## What the task requires
Only the lines from the line containing "Mark every instance of terracotta" to the end of the entries, both included, belong in your answer, and each must match exactly.

## The records
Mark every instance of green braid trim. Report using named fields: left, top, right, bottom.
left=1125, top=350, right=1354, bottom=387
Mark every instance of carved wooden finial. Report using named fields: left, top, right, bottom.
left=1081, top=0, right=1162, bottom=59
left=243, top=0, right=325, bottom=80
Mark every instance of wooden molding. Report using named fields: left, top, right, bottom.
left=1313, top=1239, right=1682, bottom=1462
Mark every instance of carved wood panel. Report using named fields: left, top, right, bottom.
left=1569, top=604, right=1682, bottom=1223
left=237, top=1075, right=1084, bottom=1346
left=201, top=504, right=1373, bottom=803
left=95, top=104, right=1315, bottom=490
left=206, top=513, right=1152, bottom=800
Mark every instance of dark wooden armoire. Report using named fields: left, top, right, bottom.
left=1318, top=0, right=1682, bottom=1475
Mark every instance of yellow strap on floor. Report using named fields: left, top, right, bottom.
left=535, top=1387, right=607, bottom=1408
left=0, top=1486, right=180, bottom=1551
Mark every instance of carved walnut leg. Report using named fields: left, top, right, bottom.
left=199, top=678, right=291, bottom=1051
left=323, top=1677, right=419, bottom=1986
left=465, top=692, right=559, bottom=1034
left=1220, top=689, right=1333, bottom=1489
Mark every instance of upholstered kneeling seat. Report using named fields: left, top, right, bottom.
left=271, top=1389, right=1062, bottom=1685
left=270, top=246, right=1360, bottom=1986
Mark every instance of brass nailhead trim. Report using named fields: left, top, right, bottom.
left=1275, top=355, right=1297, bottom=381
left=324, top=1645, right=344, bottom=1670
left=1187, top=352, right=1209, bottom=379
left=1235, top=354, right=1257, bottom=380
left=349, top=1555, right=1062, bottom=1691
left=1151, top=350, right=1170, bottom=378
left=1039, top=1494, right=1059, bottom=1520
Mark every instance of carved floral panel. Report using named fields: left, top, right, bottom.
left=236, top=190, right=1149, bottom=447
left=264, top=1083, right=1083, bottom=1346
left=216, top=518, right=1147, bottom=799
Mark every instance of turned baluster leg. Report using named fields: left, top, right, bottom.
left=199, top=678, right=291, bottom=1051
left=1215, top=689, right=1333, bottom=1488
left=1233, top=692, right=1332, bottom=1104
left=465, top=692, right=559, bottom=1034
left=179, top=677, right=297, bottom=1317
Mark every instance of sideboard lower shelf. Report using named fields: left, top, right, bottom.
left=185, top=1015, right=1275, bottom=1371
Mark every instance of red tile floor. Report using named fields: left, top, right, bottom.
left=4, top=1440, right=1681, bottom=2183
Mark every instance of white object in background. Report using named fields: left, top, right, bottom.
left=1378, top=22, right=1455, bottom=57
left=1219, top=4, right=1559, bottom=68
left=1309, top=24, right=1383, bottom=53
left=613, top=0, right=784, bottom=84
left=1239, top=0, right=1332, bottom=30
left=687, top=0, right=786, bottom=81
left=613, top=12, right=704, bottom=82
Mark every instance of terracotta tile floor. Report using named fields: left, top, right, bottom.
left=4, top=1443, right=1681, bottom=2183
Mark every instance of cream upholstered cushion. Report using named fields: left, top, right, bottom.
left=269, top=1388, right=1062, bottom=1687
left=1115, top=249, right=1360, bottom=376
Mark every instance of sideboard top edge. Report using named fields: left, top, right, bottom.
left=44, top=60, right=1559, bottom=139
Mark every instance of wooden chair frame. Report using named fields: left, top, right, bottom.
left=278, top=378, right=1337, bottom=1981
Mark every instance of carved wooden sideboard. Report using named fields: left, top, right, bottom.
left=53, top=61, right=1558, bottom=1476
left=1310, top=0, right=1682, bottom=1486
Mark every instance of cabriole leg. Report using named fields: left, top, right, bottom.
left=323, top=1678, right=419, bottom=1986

## Result
Mark every instance of terracotta tile floor. Report using named fields: left, top, right, bottom.
left=4, top=1443, right=1681, bottom=2183
Mark every instance of cream upholstered cushion. Report using named fields: left, top, right, bottom.
left=269, top=1388, right=1062, bottom=1687
left=1115, top=249, right=1360, bottom=376
Mark every instance of sideboard top edge. Report using named fields: left, top, right, bottom.
left=44, top=60, right=1559, bottom=139
Mark every instance of wooden chair frame. Report using named fields: left, top, right, bottom.
left=278, top=378, right=1337, bottom=1981
Mark every instance of carved wooden sideboard. Report using named fields: left, top, right, bottom.
left=53, top=61, right=1558, bottom=1476
left=1310, top=0, right=1682, bottom=1486
Mark every instance of cabriole leg. Report using named fields: left, top, right, bottom.
left=323, top=1678, right=419, bottom=1986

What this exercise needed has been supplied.